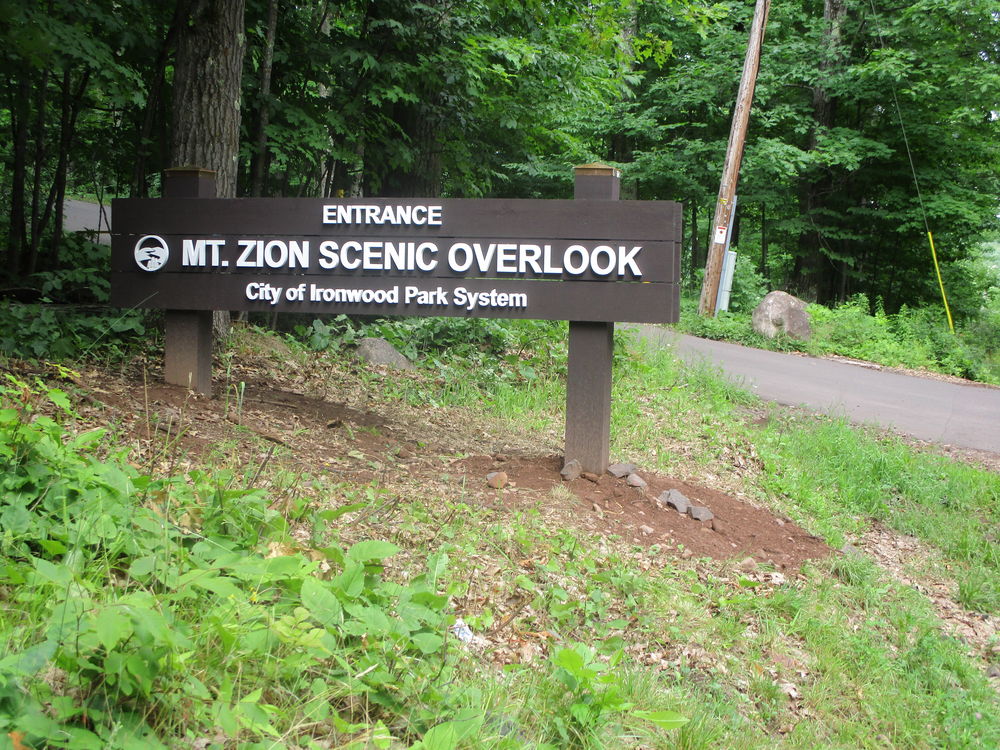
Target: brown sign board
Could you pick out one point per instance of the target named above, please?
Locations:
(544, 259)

====================

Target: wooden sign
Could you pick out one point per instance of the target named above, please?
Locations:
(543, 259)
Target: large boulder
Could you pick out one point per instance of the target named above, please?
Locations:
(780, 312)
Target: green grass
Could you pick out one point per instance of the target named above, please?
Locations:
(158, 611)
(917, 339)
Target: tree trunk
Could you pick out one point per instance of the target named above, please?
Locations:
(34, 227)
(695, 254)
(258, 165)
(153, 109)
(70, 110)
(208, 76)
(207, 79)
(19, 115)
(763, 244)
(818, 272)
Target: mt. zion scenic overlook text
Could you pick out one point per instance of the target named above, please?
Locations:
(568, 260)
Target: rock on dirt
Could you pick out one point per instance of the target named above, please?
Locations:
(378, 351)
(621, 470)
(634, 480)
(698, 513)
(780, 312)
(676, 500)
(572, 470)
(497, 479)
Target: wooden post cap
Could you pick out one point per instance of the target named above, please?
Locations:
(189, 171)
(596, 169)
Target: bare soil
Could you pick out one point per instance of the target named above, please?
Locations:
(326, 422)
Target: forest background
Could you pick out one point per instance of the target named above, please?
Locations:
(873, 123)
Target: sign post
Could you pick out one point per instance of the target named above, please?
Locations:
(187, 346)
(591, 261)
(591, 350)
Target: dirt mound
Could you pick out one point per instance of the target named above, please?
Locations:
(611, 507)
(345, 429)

====================

**THE TASK:**
Only a number is wanted here: how many lines in the entries contain the word "dirt"?

**WRITTEN SOLUTION:**
2